##### EXCERPT TO READ

Someone is borrowing ~$250,000 from me at 5.5% for 5 years. We have agreed on quarterly payments of $12,500 for the first two years, with the remainder paid off in equal quarterly payments over the following 3 years. I need to create an Excel spreadsheet that calculates the payment amounts—which can be adjusted in the event of prepayments. I would appreciate any help.

There’s not sufficient information in what you say to answer completely. Assuming you mean 5.5% compounded quarterly, there should be a charge of 1.375%. What you would do with prepayment depends on when they come in. Assuming they come in at the end of any quarter it’s relatively simple: I’d set up a spread sheet as follows

first cell labeled blank below is A1. || divide columns

{blank} || {blank} || 250000

=C1*1.01375 || {12500 or actual payment here} || =A2-B2
=C2*1.01375 || {12500 or actual payment here} || =A3-B3

you can copy that last row as needed.

Column A will hold the balance due at the end of each quarter before payment starting with A2 holding the balance due at the end of quarter one. Column C will hold the balance due at the end of each quarter after the payment has been made.

It gets a bit more complicated if extra payments are made during a quarter. One method (the simplest) is to just credit any payment made during a quarter as received at quarter end.

If the payment stays at 12500 each quarter, he will owe 6875.21 after 24 quarters so less than a full payment will pay off the loan

The pre-payments would coincide with the quarterly payments.

We used an Excel template for our more “standard” privately funded mortgage. We’ve had it for ~10 years now, so who knows where we sourced ours from.

But I see Microsoft actually provides a useful template for this that looks very similar to the one we used: https://templates.office.com/en-us/Loan-amortization-schedule-TM10073881.

You’re asking for something a little more complicated, but I think you can make it work because the template allows you to set a baseline optional extra payment and also allows you to adjust the optional extra payment per payment. For example, I plugged in your loan details and an “optional extra payment” of negative 1882.63 to get to a payment of 12500.00. You could adjust the individual optional payments for the last three years to get to something closer to what you want. Actually it might be easier to use the ending balance after your two years of 12500.00 payments as the new loan amount on a different schedule for the remaining three years. We’ve done something similar when we “refinanced” with our mortgage holder a few times.

If a prepayment is made, does it adjust the amount of all future payments, the amount of the next payment, or only the final payment?

It adjusts the amount of the final payment (and the amount of compound interest).

I created a quick spreadsheet and came up with a monthly payment of $15,820.48 for the three years of payments after he stops paying $12,500. This assumes no principal prepayments, though I built the capability of taking prepayments into the spreadsheet. I also assumed based on your response that you don’t want to recalculate and reduce the later months’ minimum payment if he prepays a portion of the loan.

##########
##### MATERIAL SUPPLIED

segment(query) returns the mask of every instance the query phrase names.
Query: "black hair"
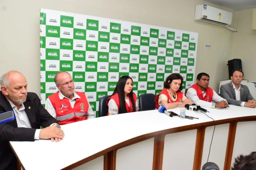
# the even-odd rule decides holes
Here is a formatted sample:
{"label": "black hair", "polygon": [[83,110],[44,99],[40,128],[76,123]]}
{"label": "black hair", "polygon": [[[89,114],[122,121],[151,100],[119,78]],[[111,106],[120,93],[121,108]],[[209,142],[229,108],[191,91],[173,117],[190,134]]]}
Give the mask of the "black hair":
{"label": "black hair", "polygon": [[240,70],[238,70],[238,69],[234,70],[233,70],[233,71],[232,71],[232,76],[231,76],[233,77],[233,75],[234,74],[234,73],[235,72],[235,71],[239,71],[239,72],[241,72],[243,74],[243,71],[242,71]]}
{"label": "black hair", "polygon": [[[133,83],[132,79],[128,76],[123,76],[120,77],[117,82],[116,86],[113,92],[113,94],[111,96],[117,93],[118,94],[119,98],[119,108],[118,108],[118,114],[124,113],[127,113],[125,106],[125,102],[124,96],[124,87],[126,84],[126,81],[129,79],[132,80],[132,82]],[[131,92],[128,94],[131,98],[131,101],[132,104],[132,109],[133,112],[136,111],[135,106],[135,102],[133,99],[133,92],[132,89]]]}
{"label": "black hair", "polygon": [[205,72],[201,72],[197,75],[197,76],[196,77],[196,79],[200,80],[200,79],[202,78],[202,77],[204,76],[207,76],[209,78],[210,78],[210,76],[209,74],[206,73]]}
{"label": "black hair", "polygon": [[236,158],[231,170],[256,170],[256,152],[240,155]]}
{"label": "black hair", "polygon": [[[170,84],[174,80],[181,80],[181,83],[178,91],[181,91],[183,89],[182,87],[182,83],[183,83],[183,78],[182,76],[179,73],[173,73],[169,75],[165,80],[165,81],[164,82],[164,86],[166,89],[170,88]],[[170,80],[168,83],[168,81]]]}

##########

**TASK DETAILS**
In the loan spreadsheet discussion, what quarterly charge is given for a rate of 5.5% compounded quarterly?

**OUTPUT OF THE EXERCISE**
A charge of 1.375% per quarter.